TEXT SEGMENT:
I once saw a billboard advertising “a church for people who don’t like church.”
Funny, I thought to myself, Isn’t that who every church is for?
Sanctuaries around the country had to be full of people like me: bored by churches’ lack of imagination, burned out by their lifeless buzzwords and bitter about the times they made us and others feel like we didn’t belong there. It’s no wonder so many in my generation complain of being “disillusioned.”
The only problem with this complaint is that disillusionment is the whole point of belonging to the Church and other healthy, human relationships.
Let me explain. Disillusionment has gotten a bad rap in American vernacular. We often use it when we’re feeling disappointed, discouraged or betrayed. But despite its negative connotations, disillusionment is actually a good thing. To be disillusioned just means to be freed from the lies that keep us from living in reality, lies that, according to the Gospel, dull our hearts, clog our ears, and blur our vision (Matt 13:13-17).
We need help staying connected to the world around and within us. It’s in true community that we’re freed from the illusions that keep us from belonging to God and each other.
So how can we move beyond the illusion of Christian community and create more “realistic” relationships at church and beyond? Let’s look at five of the most common illusions and how we can begin to debunk them.
The Illusion of Alienation
Or the Lie That I’m not Capable of Relationship
We often protect ourselves from being rejected by first rejecting ourselves. This move may come across to others as low self-esteem, but alienation can also be a source of pride.
When I first began looking for a church home, I told myself that I was bad at belonging and not able to conform like other, more dutiful Christians. The reality is that each and every one of us already belongs to the human race not because of anything we’ve done but because of who we are as children of God. We’re “pre-approved,” as writer Anne Lammot likes to say.
So next time you walk into a church or a coffee shop, instead of waiting for the other to welcome you, first receive welcome for yourself. Know that belonging is your birthright.

SUPPLIED DATA:
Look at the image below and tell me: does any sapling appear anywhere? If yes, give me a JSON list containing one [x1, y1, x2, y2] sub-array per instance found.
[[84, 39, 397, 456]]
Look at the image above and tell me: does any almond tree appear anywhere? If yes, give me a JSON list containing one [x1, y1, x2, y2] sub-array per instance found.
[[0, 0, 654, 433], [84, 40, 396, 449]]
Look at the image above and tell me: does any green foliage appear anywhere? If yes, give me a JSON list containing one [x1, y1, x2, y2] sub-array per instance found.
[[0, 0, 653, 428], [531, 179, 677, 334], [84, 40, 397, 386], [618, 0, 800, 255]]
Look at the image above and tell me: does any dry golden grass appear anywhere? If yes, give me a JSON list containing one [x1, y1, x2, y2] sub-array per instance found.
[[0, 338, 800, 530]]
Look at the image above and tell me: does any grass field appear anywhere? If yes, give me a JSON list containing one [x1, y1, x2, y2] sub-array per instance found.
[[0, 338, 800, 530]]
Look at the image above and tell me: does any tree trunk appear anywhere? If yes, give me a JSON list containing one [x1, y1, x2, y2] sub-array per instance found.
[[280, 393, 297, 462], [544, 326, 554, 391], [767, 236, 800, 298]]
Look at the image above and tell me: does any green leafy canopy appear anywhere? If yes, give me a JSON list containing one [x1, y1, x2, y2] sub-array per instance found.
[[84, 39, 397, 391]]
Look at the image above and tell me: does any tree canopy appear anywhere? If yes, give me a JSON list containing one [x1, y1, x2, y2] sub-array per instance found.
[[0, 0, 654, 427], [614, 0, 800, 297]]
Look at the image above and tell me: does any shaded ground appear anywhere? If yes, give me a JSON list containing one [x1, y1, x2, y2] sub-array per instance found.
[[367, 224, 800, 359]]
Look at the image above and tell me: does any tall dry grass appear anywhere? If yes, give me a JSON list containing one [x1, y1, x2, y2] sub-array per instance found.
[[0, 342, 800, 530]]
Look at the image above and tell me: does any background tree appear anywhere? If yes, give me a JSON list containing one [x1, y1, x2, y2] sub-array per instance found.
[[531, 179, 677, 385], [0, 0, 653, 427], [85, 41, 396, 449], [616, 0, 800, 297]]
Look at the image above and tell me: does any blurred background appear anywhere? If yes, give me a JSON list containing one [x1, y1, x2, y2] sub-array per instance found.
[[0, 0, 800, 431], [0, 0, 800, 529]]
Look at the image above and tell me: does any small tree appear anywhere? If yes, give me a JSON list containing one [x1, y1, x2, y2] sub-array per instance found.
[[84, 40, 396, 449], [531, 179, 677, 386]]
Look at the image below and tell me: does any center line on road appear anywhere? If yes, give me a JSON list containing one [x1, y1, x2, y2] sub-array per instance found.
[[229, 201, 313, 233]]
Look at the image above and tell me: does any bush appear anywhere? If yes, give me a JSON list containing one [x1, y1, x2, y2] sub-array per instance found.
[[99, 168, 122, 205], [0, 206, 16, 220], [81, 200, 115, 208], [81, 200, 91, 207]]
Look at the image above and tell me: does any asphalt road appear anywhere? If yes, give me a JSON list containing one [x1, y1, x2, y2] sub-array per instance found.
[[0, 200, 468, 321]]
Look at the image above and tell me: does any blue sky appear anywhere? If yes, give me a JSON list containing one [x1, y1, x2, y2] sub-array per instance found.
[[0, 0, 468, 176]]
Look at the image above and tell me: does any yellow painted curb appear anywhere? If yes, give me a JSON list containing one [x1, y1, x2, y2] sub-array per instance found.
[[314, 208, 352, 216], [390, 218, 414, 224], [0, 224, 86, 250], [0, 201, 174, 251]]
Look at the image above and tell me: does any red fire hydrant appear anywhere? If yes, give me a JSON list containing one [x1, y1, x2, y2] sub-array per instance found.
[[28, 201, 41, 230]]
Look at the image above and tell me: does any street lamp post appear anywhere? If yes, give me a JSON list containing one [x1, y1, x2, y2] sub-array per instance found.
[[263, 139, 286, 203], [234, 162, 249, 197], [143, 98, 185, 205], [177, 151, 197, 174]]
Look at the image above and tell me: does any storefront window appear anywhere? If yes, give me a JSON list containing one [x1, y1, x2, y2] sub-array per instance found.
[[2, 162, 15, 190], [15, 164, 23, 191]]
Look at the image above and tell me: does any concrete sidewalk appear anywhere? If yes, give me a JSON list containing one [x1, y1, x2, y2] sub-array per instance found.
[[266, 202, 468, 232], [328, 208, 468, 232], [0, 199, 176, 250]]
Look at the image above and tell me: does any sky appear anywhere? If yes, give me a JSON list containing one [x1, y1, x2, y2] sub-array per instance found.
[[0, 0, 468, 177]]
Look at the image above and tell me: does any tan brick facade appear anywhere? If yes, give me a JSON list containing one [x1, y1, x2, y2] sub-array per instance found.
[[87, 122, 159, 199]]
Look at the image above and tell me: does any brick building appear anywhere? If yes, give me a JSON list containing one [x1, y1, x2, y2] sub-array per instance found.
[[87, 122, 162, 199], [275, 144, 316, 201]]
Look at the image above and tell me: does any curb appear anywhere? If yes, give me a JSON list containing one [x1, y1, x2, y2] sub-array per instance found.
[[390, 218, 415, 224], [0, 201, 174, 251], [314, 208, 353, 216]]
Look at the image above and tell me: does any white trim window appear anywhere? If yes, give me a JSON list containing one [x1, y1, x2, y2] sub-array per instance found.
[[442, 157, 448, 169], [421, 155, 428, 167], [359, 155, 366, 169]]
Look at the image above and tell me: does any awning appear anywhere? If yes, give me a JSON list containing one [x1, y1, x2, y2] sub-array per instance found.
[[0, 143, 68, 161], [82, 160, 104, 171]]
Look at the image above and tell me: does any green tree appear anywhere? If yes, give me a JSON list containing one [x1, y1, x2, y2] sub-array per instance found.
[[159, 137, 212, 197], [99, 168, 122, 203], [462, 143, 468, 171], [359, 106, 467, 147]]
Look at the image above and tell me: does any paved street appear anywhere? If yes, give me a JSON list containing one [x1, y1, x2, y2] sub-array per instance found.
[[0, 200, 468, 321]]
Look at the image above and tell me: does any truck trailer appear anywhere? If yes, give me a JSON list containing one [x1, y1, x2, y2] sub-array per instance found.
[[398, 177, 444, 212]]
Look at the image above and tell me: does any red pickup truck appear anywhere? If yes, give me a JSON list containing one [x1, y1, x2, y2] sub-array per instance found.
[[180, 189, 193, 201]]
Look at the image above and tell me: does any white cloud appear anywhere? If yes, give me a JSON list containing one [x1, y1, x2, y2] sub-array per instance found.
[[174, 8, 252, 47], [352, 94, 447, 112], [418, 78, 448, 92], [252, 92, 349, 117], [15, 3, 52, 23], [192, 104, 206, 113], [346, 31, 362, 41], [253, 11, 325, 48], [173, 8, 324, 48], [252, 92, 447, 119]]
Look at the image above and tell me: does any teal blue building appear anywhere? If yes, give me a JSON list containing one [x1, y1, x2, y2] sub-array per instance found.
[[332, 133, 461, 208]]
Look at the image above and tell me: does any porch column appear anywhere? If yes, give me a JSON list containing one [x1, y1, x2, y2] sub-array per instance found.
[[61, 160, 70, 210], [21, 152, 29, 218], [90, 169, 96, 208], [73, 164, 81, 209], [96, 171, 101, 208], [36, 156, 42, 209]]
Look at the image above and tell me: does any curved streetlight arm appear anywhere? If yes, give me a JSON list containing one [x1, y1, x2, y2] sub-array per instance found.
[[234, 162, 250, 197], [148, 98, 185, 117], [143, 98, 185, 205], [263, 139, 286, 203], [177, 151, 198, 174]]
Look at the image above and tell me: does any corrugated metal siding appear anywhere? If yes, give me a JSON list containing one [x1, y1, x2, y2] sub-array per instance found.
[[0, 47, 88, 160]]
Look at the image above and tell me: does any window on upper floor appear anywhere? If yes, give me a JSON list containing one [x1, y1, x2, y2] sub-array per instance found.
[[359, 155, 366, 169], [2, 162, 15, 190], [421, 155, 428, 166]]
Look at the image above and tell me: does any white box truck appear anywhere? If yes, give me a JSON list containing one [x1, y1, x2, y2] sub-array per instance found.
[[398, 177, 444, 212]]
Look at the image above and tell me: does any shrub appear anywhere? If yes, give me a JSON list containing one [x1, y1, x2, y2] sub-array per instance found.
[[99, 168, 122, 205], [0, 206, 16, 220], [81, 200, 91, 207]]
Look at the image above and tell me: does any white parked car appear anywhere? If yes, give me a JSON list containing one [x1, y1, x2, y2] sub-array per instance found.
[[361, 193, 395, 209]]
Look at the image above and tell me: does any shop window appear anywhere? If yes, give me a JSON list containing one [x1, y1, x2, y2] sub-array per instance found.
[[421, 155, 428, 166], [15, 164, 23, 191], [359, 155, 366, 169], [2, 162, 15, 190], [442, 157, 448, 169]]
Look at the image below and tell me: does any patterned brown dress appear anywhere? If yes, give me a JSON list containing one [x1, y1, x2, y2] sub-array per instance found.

TASK TO CARRY OUT: Continue the essay on disillusionment and Christian community from where it stops, picking up after the section on the illusion of alienation.

THE REPLY:
The Illusion of Difference
Or the Lie That I Will Never Be Understood
It’s easy to make snap judgments about whether certain people will “get” us or not. As a 30-year-old woman with a tattoo, I often assume that the old, white man in a suit won’t approve of my flower-stained boots, let alone my feminist-stained language.
While we each have differences that need to be recognized and valued, too often we use our differences as an excuse for why we can’t or won’t go below the surface with certain people.
It’s a scientific fact that every human on this planet is more alike than different. So when you start to feel out of place in a group, instead of sitting quietly with arms folded, ask someone a question about who they are and what they’re about. I often feel more known by others when I’m doing the listening rather than the talking.
The Illusion of Control
Or the Lie That I Can Avoid Suffering
In no community have I experienced more suffering than in the Church. I’ve suffered bad sermons and bad small talk. I’ve suffered sexist comments and savior complexes.
Mostly, I’ve discovered that life is messier when you live it together. While my Sundays would certainly be more peaceful reading a book on the back porch, I think they would feel smaller, too. In community, our view of reality expands as it collides and intersects with those around us.
Instead of opting out of relationships when the going gets rough, try leaning into the tension and ask yourself, “I wonder why this person believes what he or she does?” or “I wonder what God is teaching me about my own limits in community?”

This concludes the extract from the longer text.